Set exercise — Find each line in the records below that contains the string "left" and copy it out. Matching is case-sensitive.

Data for this exercise —
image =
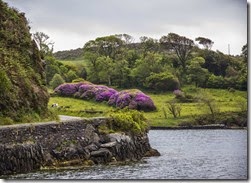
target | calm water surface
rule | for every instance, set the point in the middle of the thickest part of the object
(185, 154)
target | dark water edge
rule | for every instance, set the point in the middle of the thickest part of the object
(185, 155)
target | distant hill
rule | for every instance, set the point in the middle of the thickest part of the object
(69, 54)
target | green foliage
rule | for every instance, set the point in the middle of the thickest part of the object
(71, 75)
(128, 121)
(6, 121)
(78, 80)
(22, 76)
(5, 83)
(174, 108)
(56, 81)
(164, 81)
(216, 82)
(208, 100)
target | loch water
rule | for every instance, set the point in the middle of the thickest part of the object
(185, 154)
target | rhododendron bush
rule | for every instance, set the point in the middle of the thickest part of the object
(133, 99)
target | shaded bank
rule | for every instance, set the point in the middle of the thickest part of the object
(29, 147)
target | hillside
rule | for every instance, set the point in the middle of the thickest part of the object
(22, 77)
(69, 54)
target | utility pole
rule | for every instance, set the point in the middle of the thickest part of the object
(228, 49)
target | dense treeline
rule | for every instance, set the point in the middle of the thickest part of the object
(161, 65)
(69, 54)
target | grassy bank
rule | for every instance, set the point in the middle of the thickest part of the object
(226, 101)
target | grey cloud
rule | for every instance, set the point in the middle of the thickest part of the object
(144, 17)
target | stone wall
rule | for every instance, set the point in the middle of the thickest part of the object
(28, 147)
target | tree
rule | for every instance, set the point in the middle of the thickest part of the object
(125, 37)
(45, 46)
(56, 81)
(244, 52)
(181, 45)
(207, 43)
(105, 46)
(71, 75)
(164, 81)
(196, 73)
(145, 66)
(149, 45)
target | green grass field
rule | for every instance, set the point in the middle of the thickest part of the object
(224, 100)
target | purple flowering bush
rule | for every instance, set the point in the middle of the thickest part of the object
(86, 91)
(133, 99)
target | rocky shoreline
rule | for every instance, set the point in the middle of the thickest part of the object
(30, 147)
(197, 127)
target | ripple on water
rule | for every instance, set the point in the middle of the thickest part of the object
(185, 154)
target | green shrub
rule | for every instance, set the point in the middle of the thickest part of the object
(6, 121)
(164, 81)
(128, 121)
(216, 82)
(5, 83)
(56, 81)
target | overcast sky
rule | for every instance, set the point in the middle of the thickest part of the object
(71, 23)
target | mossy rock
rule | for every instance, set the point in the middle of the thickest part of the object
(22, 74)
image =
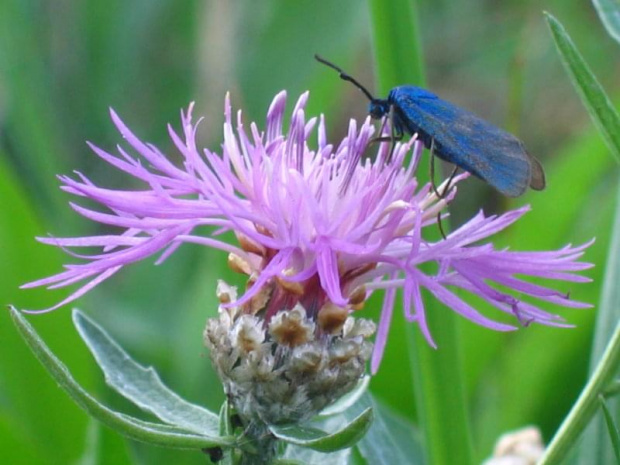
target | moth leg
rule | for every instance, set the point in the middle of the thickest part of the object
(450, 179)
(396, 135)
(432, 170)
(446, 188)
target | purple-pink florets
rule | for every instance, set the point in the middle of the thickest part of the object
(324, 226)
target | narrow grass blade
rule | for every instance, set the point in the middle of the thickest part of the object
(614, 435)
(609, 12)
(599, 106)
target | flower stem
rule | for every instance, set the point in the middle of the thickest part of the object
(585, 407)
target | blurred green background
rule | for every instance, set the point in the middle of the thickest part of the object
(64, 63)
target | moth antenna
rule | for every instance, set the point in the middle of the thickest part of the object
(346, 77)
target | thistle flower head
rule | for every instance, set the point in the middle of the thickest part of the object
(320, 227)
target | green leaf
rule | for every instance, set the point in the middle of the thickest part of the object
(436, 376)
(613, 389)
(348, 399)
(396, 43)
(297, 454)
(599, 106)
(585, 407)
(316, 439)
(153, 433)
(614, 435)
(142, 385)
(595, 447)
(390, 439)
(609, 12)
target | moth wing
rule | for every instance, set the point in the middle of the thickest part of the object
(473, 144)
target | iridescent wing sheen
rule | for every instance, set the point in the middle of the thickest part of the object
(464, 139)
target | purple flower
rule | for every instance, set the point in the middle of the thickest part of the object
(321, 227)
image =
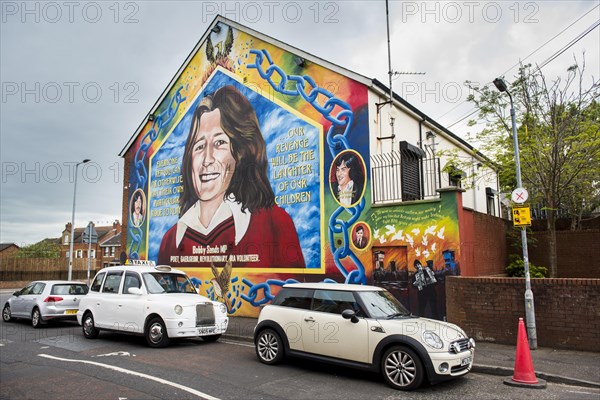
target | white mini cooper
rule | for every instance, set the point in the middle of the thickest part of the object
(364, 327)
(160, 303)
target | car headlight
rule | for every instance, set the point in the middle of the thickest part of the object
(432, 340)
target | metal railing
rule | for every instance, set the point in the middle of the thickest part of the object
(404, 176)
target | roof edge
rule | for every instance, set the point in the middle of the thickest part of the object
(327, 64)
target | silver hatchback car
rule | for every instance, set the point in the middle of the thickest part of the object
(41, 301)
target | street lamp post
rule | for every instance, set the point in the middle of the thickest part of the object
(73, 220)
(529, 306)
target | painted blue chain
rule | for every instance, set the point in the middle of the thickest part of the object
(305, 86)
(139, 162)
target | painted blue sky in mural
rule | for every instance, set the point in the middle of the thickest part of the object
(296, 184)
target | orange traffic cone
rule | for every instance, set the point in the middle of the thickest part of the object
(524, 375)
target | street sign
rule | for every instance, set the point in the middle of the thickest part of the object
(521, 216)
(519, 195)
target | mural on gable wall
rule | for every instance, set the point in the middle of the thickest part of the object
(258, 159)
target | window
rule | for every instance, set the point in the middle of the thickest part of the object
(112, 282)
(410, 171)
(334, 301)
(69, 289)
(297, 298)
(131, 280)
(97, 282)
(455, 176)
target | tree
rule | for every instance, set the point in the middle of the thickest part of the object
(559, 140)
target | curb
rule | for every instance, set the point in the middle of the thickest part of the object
---
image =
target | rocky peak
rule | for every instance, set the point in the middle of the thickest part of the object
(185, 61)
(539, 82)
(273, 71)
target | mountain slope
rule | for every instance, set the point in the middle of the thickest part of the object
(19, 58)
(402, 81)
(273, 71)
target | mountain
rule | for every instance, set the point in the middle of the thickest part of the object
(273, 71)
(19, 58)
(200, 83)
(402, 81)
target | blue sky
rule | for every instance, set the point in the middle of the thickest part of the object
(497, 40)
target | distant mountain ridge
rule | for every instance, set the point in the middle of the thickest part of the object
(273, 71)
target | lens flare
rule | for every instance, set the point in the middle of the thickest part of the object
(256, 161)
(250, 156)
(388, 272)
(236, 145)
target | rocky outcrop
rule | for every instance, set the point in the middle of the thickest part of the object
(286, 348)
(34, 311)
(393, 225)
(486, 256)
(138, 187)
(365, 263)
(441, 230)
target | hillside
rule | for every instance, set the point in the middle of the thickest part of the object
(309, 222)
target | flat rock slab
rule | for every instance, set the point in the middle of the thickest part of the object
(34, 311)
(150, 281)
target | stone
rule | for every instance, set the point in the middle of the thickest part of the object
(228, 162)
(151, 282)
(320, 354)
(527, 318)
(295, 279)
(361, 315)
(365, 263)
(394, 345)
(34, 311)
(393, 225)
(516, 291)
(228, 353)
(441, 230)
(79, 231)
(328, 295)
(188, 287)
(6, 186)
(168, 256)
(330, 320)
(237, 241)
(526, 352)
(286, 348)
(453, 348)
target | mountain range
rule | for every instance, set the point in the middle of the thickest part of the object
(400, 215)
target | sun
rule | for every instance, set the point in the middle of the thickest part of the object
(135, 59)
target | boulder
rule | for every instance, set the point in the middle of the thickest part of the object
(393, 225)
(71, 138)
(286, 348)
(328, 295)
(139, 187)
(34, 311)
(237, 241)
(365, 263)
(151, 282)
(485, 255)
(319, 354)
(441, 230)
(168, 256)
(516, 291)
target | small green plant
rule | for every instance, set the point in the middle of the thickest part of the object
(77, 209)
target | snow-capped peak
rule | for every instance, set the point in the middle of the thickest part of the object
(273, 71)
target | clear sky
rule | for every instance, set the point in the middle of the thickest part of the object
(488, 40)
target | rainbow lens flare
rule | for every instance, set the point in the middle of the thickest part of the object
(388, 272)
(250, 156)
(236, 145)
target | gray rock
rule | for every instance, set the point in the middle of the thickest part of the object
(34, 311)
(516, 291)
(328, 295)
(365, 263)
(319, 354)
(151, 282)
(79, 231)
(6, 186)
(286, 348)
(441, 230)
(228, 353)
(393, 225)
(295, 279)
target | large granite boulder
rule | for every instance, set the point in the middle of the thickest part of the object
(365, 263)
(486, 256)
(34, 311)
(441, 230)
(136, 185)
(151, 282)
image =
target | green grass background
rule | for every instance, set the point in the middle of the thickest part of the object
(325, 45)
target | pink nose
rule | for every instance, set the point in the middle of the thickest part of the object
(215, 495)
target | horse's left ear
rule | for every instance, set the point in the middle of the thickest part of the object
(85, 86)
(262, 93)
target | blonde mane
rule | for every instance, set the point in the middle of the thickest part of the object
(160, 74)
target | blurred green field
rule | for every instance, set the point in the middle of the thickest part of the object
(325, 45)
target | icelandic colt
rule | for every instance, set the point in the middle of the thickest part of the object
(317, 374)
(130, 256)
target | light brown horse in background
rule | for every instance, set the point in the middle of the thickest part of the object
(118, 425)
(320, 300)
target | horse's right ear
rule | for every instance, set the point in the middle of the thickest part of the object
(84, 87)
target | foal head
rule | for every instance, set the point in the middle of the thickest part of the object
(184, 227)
==
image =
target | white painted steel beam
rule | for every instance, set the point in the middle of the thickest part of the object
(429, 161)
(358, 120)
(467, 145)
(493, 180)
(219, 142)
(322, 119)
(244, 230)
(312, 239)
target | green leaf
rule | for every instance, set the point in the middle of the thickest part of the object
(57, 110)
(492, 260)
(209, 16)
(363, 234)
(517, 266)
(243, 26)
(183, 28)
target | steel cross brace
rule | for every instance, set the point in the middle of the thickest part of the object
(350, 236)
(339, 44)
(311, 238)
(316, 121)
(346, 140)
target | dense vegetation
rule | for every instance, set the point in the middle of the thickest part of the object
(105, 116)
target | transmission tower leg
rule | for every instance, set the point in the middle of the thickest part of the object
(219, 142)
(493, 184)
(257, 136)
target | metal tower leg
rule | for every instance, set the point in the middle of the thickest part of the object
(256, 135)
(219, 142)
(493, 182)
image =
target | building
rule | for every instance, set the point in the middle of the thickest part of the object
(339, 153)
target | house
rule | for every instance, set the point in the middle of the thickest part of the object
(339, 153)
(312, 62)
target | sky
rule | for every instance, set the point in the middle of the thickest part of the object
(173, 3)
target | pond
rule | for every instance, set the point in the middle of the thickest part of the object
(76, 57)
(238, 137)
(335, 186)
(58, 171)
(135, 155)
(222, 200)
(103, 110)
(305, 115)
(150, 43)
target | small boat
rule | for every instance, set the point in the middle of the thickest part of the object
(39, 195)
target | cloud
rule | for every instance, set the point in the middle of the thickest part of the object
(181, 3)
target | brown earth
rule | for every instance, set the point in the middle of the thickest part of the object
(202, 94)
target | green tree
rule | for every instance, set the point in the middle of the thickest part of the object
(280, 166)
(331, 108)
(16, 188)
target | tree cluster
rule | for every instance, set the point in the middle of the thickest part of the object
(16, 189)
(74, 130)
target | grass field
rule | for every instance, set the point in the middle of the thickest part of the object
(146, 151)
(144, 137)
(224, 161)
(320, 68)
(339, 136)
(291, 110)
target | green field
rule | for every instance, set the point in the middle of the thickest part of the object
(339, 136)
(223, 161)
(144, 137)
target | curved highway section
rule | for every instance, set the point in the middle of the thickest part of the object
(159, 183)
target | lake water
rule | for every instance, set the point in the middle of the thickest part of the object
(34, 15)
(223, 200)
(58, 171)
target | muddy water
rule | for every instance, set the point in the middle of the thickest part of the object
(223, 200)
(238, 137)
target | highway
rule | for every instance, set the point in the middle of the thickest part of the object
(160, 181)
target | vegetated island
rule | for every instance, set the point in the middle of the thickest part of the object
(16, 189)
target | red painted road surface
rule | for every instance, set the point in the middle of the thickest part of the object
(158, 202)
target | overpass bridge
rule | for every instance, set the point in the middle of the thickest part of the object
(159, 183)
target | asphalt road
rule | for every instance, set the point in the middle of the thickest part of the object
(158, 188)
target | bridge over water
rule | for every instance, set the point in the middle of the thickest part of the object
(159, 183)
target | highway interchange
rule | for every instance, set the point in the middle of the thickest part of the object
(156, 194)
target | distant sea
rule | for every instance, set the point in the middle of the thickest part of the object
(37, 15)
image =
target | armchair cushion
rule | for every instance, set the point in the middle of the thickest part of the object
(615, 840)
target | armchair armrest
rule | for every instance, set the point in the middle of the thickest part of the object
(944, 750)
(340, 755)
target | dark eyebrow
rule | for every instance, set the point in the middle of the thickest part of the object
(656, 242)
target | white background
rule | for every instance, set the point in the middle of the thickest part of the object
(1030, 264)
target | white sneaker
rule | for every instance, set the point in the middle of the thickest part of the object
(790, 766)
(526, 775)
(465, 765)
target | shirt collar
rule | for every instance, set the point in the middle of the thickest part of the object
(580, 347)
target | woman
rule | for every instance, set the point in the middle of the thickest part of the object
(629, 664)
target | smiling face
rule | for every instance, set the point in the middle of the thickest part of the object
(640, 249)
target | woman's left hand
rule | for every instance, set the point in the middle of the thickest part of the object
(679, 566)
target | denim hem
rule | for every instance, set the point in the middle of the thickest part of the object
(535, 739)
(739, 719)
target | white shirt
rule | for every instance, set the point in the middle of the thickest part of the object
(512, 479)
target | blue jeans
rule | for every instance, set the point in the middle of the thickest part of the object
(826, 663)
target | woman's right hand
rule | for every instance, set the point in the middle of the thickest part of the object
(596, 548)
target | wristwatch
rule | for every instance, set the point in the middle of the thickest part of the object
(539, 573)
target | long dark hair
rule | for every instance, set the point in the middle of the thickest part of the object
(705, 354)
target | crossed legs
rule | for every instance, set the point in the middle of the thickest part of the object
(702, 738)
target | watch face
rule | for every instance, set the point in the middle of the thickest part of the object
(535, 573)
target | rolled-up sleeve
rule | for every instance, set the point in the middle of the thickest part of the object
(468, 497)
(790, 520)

Written answer —
target | horse's left ear
target | woman's left hand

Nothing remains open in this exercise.